***** Selected passage
As a Health & Safety Officer for a large company in the IT sector, we have had to tackle the issue of Stress Management at work and I wanted to share what should be done to reduce stress-related illness at work with everyone.
The HSE (Health & Safety Executive)recently launched a new campaign based on employers to manage stress at work for all employees which sent panic around many industry sectors.
Stress being explained as the “adverse effect people have to excessive pressure” summed up our assumptions of stress in the workplace with many people going off ill with stress but also G.P’s not knowing enough about the symptoms and ready to sign off people for weeks on end without a full diagnosis.
Employers need to be aware that stress is now classed as an accident at work and should be investigated fully, not just left at the doctor’s letter sitting in the HR in-tray.
Your employer should be looking for signs in their employees of stress like anxiety symptoms, heavy drinking has been linked to stress as people cannot deal with the pressure and turn to the bottle. Personal issues can have a dramatic effect on your working life, so managers should be approachable for issues and help out where ever they can.
Managers are responsible and should receive stress management training & how to carry out suitable and sufficient risk assessments on stress either in a generic format or personal risk assessment on individuals.
Implement the control measures trained, ensure excessive working times are eliminated, all holiday entitlement is taken, consider job rotation, give the employee scope to control the way they work(reasonable), reporting structure for stress and not feel penalized for this, whistleblowing on bullying & harassment and even consider confidential external counseling.
A strong stress management policy that is communicated to all employees is a good starting block for the management of this issue. If your employer is not doing the above then they are breaking the law and could be prosecuted.
**********
▶ **What is needed**: According to the stress management article, why should managers be approachable about employees' personal issues? Explain in one to three sentences.
***** Source information
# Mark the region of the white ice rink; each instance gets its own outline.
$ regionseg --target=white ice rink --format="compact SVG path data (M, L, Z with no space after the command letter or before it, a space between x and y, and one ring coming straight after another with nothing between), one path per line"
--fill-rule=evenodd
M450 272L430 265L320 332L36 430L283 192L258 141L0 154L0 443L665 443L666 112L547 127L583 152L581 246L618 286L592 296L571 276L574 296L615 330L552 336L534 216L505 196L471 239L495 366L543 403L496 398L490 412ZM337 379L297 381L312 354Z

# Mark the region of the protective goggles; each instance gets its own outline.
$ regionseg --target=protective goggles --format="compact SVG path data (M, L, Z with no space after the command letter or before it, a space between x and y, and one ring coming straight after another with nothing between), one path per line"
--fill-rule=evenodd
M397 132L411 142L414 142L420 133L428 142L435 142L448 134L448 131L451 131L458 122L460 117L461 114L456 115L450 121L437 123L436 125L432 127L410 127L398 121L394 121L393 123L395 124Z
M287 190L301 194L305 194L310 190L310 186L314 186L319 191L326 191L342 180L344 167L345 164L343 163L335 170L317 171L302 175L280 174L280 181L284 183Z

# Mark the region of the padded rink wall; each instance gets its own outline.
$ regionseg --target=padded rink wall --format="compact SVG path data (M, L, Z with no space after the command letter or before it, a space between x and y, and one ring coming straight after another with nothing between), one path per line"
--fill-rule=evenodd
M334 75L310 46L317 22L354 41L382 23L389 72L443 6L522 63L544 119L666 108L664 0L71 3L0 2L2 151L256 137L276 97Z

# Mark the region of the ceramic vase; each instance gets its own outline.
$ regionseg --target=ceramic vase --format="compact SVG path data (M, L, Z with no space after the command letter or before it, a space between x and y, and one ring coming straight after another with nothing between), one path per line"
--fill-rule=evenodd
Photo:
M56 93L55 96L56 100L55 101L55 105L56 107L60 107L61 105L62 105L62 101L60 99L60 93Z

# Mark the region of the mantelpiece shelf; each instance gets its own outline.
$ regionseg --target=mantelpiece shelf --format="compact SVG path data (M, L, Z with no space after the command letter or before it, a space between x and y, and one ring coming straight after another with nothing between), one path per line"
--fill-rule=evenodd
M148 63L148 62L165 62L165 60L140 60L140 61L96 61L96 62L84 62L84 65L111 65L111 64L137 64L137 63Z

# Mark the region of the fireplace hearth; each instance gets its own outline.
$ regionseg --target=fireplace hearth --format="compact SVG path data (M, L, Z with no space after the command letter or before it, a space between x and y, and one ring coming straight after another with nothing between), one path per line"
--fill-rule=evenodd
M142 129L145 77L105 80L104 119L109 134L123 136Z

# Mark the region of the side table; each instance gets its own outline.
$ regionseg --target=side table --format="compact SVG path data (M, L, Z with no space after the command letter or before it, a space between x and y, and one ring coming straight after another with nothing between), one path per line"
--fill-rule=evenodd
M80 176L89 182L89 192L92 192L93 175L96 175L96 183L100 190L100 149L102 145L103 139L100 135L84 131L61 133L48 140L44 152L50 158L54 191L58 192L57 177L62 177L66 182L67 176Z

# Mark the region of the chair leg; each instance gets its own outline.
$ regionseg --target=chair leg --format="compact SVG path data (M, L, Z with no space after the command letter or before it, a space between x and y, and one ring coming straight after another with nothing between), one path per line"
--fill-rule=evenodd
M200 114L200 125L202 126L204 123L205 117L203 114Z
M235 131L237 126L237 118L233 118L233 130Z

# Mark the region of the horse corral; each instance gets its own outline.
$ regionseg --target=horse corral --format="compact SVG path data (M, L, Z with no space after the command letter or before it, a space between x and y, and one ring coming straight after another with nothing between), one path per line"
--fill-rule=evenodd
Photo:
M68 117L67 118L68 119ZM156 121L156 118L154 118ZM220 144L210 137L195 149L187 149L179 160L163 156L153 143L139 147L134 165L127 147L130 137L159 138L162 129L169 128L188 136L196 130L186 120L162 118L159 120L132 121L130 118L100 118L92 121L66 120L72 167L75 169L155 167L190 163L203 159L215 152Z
**********
▶ **Your solution**: Managers should be approachable because personal issues can have a dramatic effect on a person's working life. Being approachable allows managers to help out wherever they can.